Records from a collection:
* * * *
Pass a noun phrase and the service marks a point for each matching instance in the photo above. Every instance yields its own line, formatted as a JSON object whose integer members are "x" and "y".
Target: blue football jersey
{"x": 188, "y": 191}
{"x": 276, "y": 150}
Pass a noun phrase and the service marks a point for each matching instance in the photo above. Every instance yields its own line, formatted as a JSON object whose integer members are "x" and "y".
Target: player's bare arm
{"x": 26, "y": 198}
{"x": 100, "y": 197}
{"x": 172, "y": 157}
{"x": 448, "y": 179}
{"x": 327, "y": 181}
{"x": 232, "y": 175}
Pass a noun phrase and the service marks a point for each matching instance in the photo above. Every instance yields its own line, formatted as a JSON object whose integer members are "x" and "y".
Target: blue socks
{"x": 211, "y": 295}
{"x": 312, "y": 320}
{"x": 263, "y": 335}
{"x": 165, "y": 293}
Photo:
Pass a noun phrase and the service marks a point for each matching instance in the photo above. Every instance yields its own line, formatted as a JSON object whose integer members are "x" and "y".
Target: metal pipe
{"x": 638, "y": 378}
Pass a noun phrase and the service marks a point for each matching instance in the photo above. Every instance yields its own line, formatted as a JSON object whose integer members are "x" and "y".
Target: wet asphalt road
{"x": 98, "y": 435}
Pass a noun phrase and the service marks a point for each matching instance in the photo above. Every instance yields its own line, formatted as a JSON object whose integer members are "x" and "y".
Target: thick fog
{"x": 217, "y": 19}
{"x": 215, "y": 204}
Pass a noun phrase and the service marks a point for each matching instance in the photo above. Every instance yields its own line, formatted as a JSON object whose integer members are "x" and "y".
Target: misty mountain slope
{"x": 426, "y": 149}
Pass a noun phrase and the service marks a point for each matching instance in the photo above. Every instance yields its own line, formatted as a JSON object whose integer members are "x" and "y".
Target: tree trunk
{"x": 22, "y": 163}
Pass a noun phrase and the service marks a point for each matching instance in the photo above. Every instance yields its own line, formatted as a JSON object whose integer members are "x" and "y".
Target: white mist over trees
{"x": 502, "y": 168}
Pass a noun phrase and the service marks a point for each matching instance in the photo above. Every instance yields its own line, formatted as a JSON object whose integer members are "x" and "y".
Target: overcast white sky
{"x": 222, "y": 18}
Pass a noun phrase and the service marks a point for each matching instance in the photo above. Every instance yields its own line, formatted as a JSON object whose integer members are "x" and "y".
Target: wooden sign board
* * * *
__WHAT IS EXPECTED__: Output every record verbatim.

__FINAL ANSWER__:
Pass a noun phrase and the service marks a point for each matching instance in the photo above. Every instance yields its own line, formatted as a JSON object whose integer members are "x" and "y".
Target: blue football jersey
{"x": 188, "y": 191}
{"x": 276, "y": 150}
Pass a noun phrase and the service marks a point for each matching instance in the photo above. Every instance yields its own line, formatted as a JSON object whose integer members are "x" and "y".
Target: player's bare arm
{"x": 26, "y": 198}
{"x": 100, "y": 197}
{"x": 172, "y": 157}
{"x": 448, "y": 179}
{"x": 327, "y": 181}
{"x": 232, "y": 175}
Pass a noun phrase and the service marks a point for each matching instance in the photo above. Every instance yields its own line, formatted as a JSON object whose integer members are "x" and "y".
Target: blue socks
{"x": 211, "y": 295}
{"x": 312, "y": 320}
{"x": 263, "y": 335}
{"x": 165, "y": 293}
Photo:
Pass a noun phrase and the service marks a point for each matching instance in the photo above. Every instance yields its own line, formatted as a JSON object whose integer members are "x" and "y".
Target: metal pipe
{"x": 638, "y": 378}
Pass a noun phrase and the service marks a point for each matching instance in the photo above. Every instance yields its own line, formatted as a JSON object whose integer members are "x" and "y".
Target: wet asphalt road
{"x": 98, "y": 435}
Pass a noun phrase and the service marks a point for each matching instance in the photo above. Every instance yields its own line, formatted as a JSON object whose integer members are "x" and "y".
Target: thick fog
{"x": 217, "y": 19}
{"x": 215, "y": 204}
Pass a noun phrase and the service marks a point for each matching instance in the photo above. Every instance yields its own line, formatted as a JSON object whose integer members are "x" and "y".
Target: misty mountain slope
{"x": 426, "y": 149}
Pass a noun phrase and the service marks a point for each matching instance in the photo above. Every instance yields its own line, formatted as a JSON object whose integer members are "x" and "y".
Target: tree trunk
{"x": 22, "y": 163}
Pass a noun phrase and the service marks a point for each matching instance in the photo above. Every instance yields its own line, formatted as a JSON object whose integer members are "x" and "y".
Target: white mist over trees
{"x": 502, "y": 168}
Pass a noun phrase and the service marks a point for each matching instance in the photo above. Every instance yields its own line, formatted as a JSON object whose integer members are "x" and "y".
Target: overcast white sky
{"x": 222, "y": 18}
Pass a noun phrase and the service marks a point for each matching instance in the photo above. Every instance yields its own line, formatted as a JSON object whose integer members are "x" and "y".
Target: wooden sign board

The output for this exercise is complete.